Short exercise:
Which lines of the material below contain the word "tree"? Report each of them in full.

Data for this task:

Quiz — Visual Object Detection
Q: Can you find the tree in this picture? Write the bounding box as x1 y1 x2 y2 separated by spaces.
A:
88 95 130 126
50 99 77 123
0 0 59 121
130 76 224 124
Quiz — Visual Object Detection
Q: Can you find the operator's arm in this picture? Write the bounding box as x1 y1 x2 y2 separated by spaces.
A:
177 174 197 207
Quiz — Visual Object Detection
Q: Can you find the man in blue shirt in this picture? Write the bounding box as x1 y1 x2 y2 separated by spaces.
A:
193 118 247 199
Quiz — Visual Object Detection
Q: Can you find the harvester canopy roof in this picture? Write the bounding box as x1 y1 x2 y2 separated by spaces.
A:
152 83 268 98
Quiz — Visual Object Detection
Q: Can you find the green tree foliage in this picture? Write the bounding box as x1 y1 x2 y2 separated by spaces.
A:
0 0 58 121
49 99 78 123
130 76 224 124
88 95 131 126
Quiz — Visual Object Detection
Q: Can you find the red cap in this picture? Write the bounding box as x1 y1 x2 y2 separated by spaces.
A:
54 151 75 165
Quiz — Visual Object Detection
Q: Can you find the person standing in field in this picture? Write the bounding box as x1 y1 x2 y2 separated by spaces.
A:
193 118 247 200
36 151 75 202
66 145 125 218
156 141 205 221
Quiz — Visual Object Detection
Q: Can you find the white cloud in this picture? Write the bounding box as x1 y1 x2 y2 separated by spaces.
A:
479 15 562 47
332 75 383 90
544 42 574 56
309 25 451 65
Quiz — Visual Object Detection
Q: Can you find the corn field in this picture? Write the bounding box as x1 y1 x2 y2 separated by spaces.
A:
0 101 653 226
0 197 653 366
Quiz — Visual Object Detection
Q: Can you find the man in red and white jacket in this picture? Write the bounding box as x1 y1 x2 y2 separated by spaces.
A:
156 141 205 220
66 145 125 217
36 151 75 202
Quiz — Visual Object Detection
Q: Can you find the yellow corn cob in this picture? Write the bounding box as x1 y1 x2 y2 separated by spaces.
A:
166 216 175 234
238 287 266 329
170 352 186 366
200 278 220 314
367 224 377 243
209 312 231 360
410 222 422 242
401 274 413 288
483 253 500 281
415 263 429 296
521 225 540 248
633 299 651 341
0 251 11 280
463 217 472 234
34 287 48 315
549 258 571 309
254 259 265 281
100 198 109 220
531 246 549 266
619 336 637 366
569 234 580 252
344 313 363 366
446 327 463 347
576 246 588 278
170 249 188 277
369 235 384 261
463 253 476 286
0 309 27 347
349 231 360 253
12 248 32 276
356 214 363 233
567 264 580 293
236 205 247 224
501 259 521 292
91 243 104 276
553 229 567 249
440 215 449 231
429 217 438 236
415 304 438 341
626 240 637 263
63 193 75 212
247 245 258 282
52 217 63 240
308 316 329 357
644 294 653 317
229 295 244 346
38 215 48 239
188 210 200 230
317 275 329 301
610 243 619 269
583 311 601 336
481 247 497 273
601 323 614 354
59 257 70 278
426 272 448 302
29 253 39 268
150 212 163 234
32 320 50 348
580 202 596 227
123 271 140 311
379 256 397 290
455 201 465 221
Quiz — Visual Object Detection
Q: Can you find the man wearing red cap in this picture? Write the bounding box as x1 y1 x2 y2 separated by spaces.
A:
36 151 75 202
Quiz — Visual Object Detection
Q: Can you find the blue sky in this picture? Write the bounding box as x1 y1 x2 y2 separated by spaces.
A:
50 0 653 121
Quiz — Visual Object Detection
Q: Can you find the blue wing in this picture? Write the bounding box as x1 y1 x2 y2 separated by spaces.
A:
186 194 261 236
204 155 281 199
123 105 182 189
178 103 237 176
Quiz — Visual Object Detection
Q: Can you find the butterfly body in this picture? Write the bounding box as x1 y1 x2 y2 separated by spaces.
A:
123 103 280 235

---

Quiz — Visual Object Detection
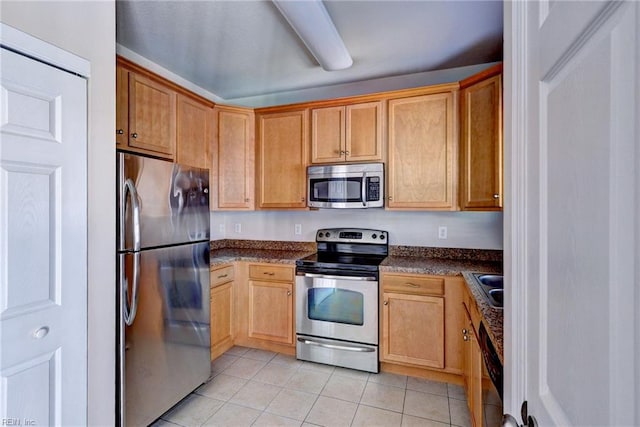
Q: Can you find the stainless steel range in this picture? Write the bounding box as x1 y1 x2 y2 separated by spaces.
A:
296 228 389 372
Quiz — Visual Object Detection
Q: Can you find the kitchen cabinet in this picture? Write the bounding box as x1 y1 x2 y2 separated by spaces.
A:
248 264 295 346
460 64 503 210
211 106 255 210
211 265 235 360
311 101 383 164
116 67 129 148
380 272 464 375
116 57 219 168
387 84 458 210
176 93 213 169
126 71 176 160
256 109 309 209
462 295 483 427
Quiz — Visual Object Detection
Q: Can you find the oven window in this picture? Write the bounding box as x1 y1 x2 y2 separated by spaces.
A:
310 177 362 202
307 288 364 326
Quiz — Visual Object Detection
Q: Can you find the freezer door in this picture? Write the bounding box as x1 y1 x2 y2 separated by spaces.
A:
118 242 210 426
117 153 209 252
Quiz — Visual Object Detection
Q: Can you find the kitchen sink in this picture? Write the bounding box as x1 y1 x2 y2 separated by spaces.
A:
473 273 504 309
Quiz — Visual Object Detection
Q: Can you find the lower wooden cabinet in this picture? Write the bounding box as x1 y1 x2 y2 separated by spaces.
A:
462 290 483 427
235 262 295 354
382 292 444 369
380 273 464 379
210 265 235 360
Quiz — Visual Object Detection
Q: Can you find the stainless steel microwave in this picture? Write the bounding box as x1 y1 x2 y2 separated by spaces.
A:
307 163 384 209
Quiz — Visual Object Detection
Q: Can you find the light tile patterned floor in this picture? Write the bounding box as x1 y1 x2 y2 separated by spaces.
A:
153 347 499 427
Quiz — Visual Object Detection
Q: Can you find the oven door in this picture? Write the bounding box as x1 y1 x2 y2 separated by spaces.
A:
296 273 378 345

Solution for this task:
Q: Can you find the tree in this picture? Write the bounding box as x1 y1 x2 y2 separated by spaces.
Q: Can you find the green tree foliage in this picture? Write the bounding box as x1 y1 x2 y2 separated by spaces.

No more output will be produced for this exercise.